▶ Istruzioni di lavoro: Restituisci le righe di tutte le voci come elenco JSON di stringhe, una stringa per riga, senza le righe vuote.

(Voci da un dataset di puntamento)
-*-

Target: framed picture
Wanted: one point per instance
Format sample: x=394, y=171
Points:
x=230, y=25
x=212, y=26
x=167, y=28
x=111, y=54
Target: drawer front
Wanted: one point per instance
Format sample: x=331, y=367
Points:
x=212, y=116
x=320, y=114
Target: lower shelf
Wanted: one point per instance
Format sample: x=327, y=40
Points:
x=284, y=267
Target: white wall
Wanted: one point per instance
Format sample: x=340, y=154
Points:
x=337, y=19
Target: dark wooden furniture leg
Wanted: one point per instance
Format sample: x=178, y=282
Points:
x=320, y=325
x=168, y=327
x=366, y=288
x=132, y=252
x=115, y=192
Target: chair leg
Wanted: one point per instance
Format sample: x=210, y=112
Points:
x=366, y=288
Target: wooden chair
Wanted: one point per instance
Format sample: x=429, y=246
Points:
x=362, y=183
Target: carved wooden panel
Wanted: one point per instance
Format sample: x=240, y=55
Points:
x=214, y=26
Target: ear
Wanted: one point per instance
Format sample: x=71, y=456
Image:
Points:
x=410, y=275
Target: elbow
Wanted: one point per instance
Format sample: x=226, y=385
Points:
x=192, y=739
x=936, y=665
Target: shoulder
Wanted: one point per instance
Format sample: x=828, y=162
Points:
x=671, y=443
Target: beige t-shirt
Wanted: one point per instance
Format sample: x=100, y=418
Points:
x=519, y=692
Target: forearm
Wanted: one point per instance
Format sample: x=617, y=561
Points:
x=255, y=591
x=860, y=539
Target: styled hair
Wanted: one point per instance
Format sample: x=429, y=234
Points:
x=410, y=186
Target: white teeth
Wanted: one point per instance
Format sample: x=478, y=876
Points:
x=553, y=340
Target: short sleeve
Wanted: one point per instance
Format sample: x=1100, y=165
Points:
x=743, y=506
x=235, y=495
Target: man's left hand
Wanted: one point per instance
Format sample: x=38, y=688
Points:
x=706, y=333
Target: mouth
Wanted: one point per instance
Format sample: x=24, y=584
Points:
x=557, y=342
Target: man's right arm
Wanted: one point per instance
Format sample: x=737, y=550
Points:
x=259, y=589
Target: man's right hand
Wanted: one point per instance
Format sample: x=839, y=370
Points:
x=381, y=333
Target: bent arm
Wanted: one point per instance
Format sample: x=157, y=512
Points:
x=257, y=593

-*-

▶ Soluzione del problema:
[
  "Target: framed picture",
  "Wanted: one point per instance",
  "Format sample: x=394, y=171",
  "Points:",
  "x=230, y=25",
  "x=212, y=26",
  "x=167, y=28",
  "x=111, y=54",
  "Target: drawer front",
  "Wanted: one point per instance",
  "Format sample: x=331, y=367",
  "Points:",
  "x=212, y=116",
  "x=320, y=114",
  "Target: lower shelf",
  "Wanted: one point per instance",
  "Format sample: x=327, y=40",
  "Points:",
  "x=284, y=267",
  "Target: white wall",
  "Wanted: one point per instance",
  "Format sample: x=340, y=154",
  "Points:",
  "x=337, y=19",
  "Target: dark wooden furniture leg",
  "Wanted: one point per instance",
  "Format sample: x=178, y=282",
  "Points:",
  "x=320, y=325",
  "x=168, y=327",
  "x=366, y=288",
  "x=132, y=252",
  "x=115, y=192",
  "Target: chair leg",
  "Wanted: one point per instance",
  "Format sample: x=210, y=112",
  "Points:",
  "x=366, y=288",
  "Target: wooden chair",
  "Wanted: one point per instance",
  "Format sample: x=429, y=246",
  "Points:",
  "x=362, y=183",
  "Target: carved wooden panel",
  "Wanted: one point per instance",
  "Format sample: x=240, y=55",
  "Points:",
  "x=214, y=26",
  "Target: ear",
  "Wanted: one point per instance",
  "Format sample: x=71, y=456",
  "Image:",
  "Points:",
  "x=410, y=275",
  "Target: elbow",
  "Wanted: one point per instance",
  "Format sample: x=226, y=385",
  "Points:",
  "x=192, y=739",
  "x=936, y=665",
  "Target: shoulder",
  "Wanted: one point per instance",
  "Format sample: x=828, y=162",
  "Points:",
  "x=671, y=443",
  "Target: beige t-shirt",
  "Wanted: one point per instance",
  "Format sample: x=100, y=418",
  "Points:",
  "x=519, y=692",
  "Target: forearm",
  "Wanted: one point per instance",
  "Format sample: x=617, y=561",
  "Points:",
  "x=255, y=591",
  "x=860, y=539",
  "Target: styled hair",
  "Wanted: one point per instance",
  "Format sample: x=429, y=234",
  "Points:",
  "x=410, y=186",
  "Target: white teeth",
  "Wanted: one point per instance",
  "Format sample: x=478, y=876",
  "Points:",
  "x=553, y=340",
  "Target: short sleeve",
  "Wanted: one point per instance",
  "Format sample: x=1100, y=165",
  "Points:",
  "x=743, y=506",
  "x=235, y=495",
  "Target: man's left hand",
  "Wanted: one point per instance",
  "Format sample: x=38, y=688",
  "Points:",
  "x=706, y=333",
  "Target: mouth",
  "Wanted: one point per instance",
  "Format sample: x=24, y=584",
  "Points:",
  "x=557, y=342",
  "Target: man's right arm",
  "Wanted: one point per instance",
  "Format sample: x=737, y=550",
  "Points:",
  "x=259, y=589",
  "Target: man's right hand",
  "Wanted: one point per instance",
  "Format sample: x=839, y=370",
  "Points:",
  "x=381, y=333",
  "Target: bent arm",
  "Wanted: one point per instance",
  "Format sample: x=157, y=512",
  "Points:",
  "x=257, y=593"
]